EXERCICES:
1 – D'après l'extrait sur les sortants de l'ENEF, comment ces derniers ont-ils été sollicités pour la cérémonie d'investiture du 03 mai 2025 ?
2 – Indiquez si chacune des affirmations suivantes s'accorde avec l'extrait sur les sortants de l'ENEF, en justifiant par les mots exacts du texte : (a) le courrier du 15 juin 2025 évoquait la formation de 900 nouvelles recrues ; (b) le premier contingent est entré en formation le 15 juin 2025 ; (c) la formation devait durer 3 mois par contingent.
3 – Recopiez sans rien changer le passage de l'extrait sur les sortants de l'ENEF qui commence par « Or, le premier » et se termine par « type FETTA ? ».

EXTRAIT CHOISI:
|---|

Le 03 mai 2025, sans note officielle et par un simple message WhatsApp, les sortants ENEF ont de nouveau été sollicités pour participer à la cérémonie d’investiture du Président de la République, Son Excellence Brice Clotaire Oligui Nguema. Ils y ont répondu avec dévouement, représentant valablement le Ministère aux côtés de l’ANPN.
Le 15 juin 2025, un courrier officiel a annoncé le lancement des entraînements pour les festivités du 09 août (Journée nationale du drapeau) et du 17 août 2025 (fête de l’Indépendance). Ce même courrier évoquait la formation de 900 nouvelles recrues par vagues de 300, sur une durée annoncée de 45 jours par contingent.
Or, le premier contingent, entré en formation le 12 août 2025, s’est retrouvé à passer 3 mois sans justification claire. Cette situation soulève une question majeure : quelle est la pertinence de cette formation pour des agents ayant déjà suivi une formation militaire de deux, trois ou cinq ans à l’ENEF ? Pourquoi ne pas finaliser d’abord leur intégration, puis envisager une formation de renforcement des capacités de type FETTA ?

|---|

ENTRÉES:
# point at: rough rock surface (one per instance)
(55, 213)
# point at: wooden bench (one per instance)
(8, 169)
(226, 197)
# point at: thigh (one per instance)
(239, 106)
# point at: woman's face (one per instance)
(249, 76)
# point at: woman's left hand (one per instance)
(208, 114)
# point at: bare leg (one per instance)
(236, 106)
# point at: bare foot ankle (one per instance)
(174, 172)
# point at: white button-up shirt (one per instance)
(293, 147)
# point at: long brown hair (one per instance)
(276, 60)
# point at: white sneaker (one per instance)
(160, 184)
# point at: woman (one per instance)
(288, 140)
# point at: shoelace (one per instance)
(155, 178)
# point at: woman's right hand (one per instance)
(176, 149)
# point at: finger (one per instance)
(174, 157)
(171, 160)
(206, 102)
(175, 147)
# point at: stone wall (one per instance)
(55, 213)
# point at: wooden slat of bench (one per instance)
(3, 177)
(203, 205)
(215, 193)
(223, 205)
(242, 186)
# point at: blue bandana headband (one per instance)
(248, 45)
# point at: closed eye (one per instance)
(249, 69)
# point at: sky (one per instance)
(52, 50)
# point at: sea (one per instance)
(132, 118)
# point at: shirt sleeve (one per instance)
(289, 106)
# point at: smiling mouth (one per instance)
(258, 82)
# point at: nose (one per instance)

|---|

CORRIGÉ DES EXERCICES:
1 – Par un simple message WhatsApp, sans note officielle.

2 –
(a) Oui : « Ce même courrier évoquait la formation de 900 nouvelles recrues par vagues de 300 ».
(b) Non : « le premier contingent, entré en formation le 12 août 2025 ».
(c) Non : « sur une durée annoncée de 45 jours par contingent ».

3 –
Or, le premier contingent, entré en formation le 12 août 2025, s’est retrouvé à passer 3 mois sans justification claire. Cette situation soulève une question majeure : quelle est la pertinence de cette formation pour des agents ayant déjà suivi une formation militaire de deux, trois ou cinq ans à l’ENEF ? Pourquoi ne pas finaliser d’abord leur intégration, puis envisager une formation de renforcement des capacités de type FETTA ?